§ **GIVEN EXERCISE**:
Format every line of the items below as a Markdown table with two columns, Row and Line, numbering the rows in order. Leave out blank lines and the pictures.

§ **RECORDS FOR PROCESSING**:
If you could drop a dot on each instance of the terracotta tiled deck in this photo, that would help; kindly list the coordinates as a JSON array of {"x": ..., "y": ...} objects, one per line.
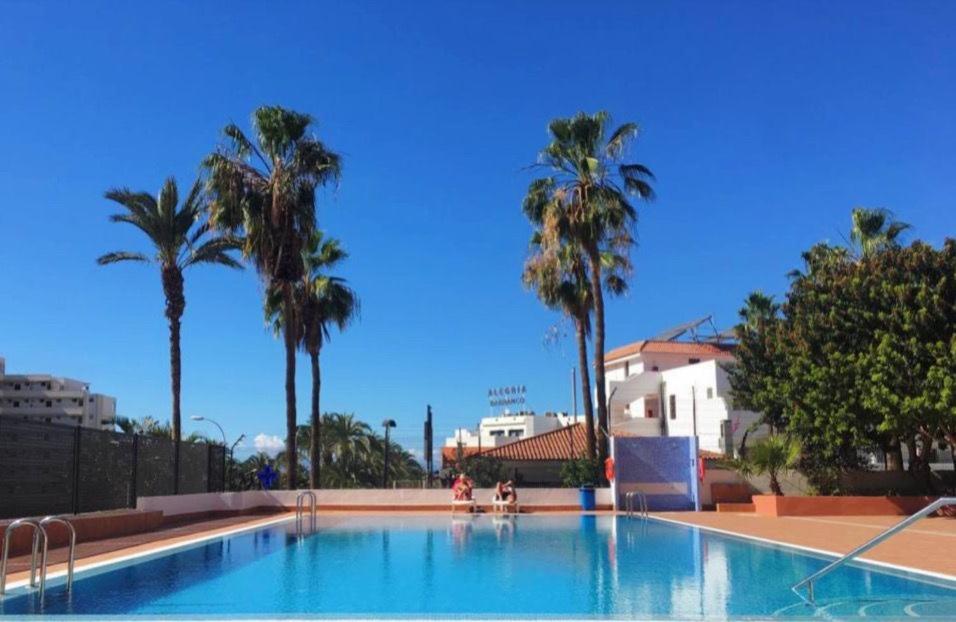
[
  {"x": 929, "y": 545},
  {"x": 103, "y": 550}
]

§ **REPLY TO THE TASK**:
| Row | Line |
|---|---|
| 1 | If you could drop a dot on each instance of the terracotta tiled deck in this photo, that would help; kindly list the coordinates as a JSON array of {"x": ..., "y": ...} objects, one per line. |
| 2 | [ |
| 3 |   {"x": 929, "y": 545}, |
| 4 |   {"x": 103, "y": 550} |
| 5 | ] |